▶ **TEXTE DU DOCUMENT**
—————

Publié(e) par Robert Paul le 20 novembre 2009 à 6:17
On peut se demander pourquoi la capitale d'un petit royaume aux marches de la francité s'est
trouvé par deux fois le terrain fécond de mouvements d'avant-garde, symbolisme et
surréalisme, qui bouleversaient toutes les traditions. Le Bruxelles d'alors était une ville
bourgeoise de moeurs provinciales, où les gens ne semblent pas prêts à s'engager dans des
controverses littéraires ou artistiques. Dans cette cité divisée en haut de la ville opulent et
bourgeois et bas de la ville plus populaire, on reconnait à tous les habitants un certain bon sens
et de l'humour. Ceux du haut de la ville sont instruits, et pour la plupart intéressés par les
expositions, ils lisent romanciers et poètes. Ils vont au concert et à l'opéra, chez eux, ils
chantent ou pratiquent des instruments mais c'est un public traditionnel qui accepta avec
quelque lenteur certains aspects du symbolisme mais qui fut tout à fait rétif lorsque dans les
années 20, le surréalisme se manifesta dans ses murs. Il reste que c'est en cette ville que se
forma un des groupes les plus actifs du surréalisme, il compta dans ses rangs des peintres et
des poètes mais aussi des musiciens, il faut donc croire que malgré l'hostilité de la majeure
partie du public le milieu était favorable.
A y bien réfléchir la situation de Bruxelles n'est pas si mauvaise qu'on pourrait le croire
d'abord, bien qu'elle comptat à l'époque fort peu d'étrangers parmi ses habitants c'est une ville
assez ouverte, des échos de manifestations artistiques lui viennent de Paris certes mais aussi de
Cologne, de Berlin ou d'Amsterdam, en outre l'auto-dérision si puissante aujourd'hui existait
déjà, poussée à l'excès, elle pouvait susciter parmi les jeunes, excédés de l'ambiance ouatée des
hôtels de maîtres, l'envie de casser les trop beaux miroirs. C'est ainsi que, à l'exemple de Dada,
la violence verbale se manifeste dès 1925 dans de petites revues comme Oesophage et Marie
lancées par R. Magritte et J.L.T. Mesens cependant que d'autres, Paul Nougé, Camille
Goemans et Marcel Lecomte, publient de véritables tracts dans Correspondance.

—————

▶ **EXTRAITS DE DONNÉES**
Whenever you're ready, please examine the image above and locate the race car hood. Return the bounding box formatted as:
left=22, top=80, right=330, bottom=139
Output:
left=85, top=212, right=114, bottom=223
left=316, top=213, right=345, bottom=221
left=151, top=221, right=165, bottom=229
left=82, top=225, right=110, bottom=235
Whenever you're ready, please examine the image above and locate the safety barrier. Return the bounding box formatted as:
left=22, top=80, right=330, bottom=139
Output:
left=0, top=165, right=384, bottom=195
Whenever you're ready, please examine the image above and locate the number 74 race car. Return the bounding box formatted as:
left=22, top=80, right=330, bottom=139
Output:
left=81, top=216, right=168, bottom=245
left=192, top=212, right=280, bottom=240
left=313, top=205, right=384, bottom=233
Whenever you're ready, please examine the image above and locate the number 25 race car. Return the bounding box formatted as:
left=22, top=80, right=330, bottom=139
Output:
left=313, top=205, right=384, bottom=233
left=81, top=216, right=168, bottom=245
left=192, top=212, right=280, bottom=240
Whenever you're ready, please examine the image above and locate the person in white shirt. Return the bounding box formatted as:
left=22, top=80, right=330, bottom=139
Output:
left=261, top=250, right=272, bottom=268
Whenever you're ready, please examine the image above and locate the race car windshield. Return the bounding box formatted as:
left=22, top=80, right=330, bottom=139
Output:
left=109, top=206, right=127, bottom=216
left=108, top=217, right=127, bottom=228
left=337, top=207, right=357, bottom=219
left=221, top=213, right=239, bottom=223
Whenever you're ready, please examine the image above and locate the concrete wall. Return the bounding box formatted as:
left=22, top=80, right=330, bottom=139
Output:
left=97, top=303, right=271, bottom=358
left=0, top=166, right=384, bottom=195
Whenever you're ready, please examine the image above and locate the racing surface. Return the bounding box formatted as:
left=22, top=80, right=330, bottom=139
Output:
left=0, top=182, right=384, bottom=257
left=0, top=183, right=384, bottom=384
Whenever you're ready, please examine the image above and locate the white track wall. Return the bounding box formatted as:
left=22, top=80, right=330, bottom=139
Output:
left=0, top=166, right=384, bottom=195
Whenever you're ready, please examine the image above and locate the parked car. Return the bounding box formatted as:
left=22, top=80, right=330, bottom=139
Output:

—————

▶ **DÉTAILS DE LA TÂCHE**
Recopiez tel quel le passage du texte sur Bruxelles et le surréalisme qui s'ouvre sur les mots contenant « A y bien réfléchir » et se termine par « tracts dans Correspondance. ». Les entrées n'interviennent en rien ici.

▶ **RÉPONSE COMPLÈTE**
A y bien réfléchir la situation de Bruxelles n'est pas si mauvaise qu'on pourrait le croire
d'abord, bien qu'elle comptat à l'époque fort peu d'étrangers parmi ses habitants c'est une ville
assez ouverte, des échos de manifestations artistiques lui viennent de Paris certes mais aussi de
Cologne, de Berlin ou d'Amsterdam, en outre l'auto-dérision si puissante aujourd'hui existait
déjà, poussée à l'excès, elle pouvait susciter parmi les jeunes, excédés de l'ambiance ouatée des
hôtels de maîtres, l'envie de casser les trop beaux miroirs. C'est ainsi que, à l'exemple de Dada,
la violence verbale se manifeste dès 1925 dans de petites revues comme Oesophage et Marie
lancées par R. Magritte et J.L.T. Mesens cependant que d'autres, Paul Nougé, Camille
Goemans et Marcel Lecomte, publient de véritables tracts dans Correspondance.